Each line of the data below from the one holding "Target: overgrown grass" to the one holding "Mark every instance of the shrub", inclusive, is to be reproduced exactly; no other line belongs in the answer.

◇ ◇ ◇

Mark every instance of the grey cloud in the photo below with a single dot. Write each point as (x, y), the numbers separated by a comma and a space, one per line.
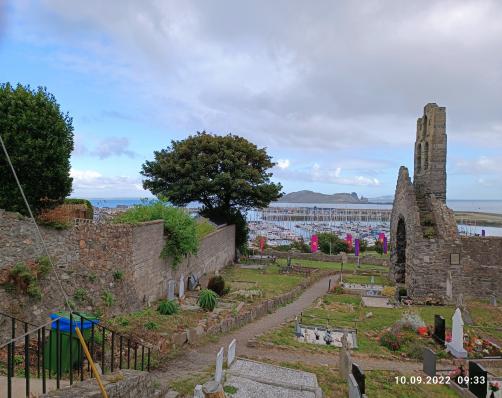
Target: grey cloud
(315, 75)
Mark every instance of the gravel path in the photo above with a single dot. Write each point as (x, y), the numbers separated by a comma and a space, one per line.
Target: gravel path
(197, 359)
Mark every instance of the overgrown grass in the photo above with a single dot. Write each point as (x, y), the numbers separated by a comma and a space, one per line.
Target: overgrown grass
(180, 229)
(332, 265)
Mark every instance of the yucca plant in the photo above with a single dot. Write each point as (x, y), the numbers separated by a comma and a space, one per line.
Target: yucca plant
(207, 299)
(168, 307)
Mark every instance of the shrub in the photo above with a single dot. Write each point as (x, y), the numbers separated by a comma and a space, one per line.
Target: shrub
(151, 325)
(44, 266)
(80, 294)
(179, 227)
(108, 298)
(168, 307)
(217, 285)
(118, 275)
(207, 299)
(390, 341)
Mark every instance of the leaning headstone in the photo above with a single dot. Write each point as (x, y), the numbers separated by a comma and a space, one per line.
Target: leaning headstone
(439, 329)
(360, 377)
(219, 366)
(353, 387)
(456, 346)
(478, 380)
(182, 286)
(429, 364)
(298, 329)
(171, 286)
(197, 392)
(231, 352)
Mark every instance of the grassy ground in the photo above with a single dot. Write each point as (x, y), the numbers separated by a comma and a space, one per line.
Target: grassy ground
(379, 384)
(345, 311)
(332, 265)
(269, 281)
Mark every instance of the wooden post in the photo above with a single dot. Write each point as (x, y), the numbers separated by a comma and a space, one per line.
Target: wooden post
(212, 389)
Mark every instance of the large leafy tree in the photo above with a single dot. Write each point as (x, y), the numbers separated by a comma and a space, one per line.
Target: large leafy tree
(39, 139)
(227, 174)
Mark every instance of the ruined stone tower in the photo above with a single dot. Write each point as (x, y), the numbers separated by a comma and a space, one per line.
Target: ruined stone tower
(430, 155)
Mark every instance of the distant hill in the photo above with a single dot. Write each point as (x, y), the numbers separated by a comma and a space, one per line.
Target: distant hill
(316, 197)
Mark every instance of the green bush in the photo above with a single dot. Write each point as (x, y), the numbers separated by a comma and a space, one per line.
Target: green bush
(80, 294)
(179, 227)
(217, 285)
(108, 298)
(390, 341)
(207, 299)
(88, 205)
(118, 275)
(43, 266)
(168, 307)
(151, 325)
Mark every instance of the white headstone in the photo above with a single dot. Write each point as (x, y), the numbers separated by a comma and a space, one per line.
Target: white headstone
(231, 352)
(218, 374)
(456, 346)
(171, 285)
(182, 286)
(197, 392)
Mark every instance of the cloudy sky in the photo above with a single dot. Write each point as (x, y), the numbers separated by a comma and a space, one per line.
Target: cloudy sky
(331, 88)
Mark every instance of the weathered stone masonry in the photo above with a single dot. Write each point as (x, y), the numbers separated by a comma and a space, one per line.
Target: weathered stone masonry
(88, 255)
(427, 253)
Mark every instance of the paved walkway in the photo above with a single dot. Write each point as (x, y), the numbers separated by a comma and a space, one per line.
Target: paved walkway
(197, 359)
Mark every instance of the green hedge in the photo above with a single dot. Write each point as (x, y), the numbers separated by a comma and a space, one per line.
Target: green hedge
(90, 208)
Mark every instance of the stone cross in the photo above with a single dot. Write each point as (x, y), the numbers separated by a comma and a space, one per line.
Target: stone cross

◇ ◇ ◇

__ANSWER TO THIS TASK__.
Target: overgrown grass
(180, 229)
(332, 265)
Mark every instance of the yucca plant in the photo above with a single dot. Write each point as (x, y), the numbers separated by a comma and a space, one per line.
Target: yucca plant
(207, 299)
(168, 307)
Mark every instance of the shrub in the photo above with a single dot. Write each point as (x, y), the numbers separated by a comma and a space, one per line.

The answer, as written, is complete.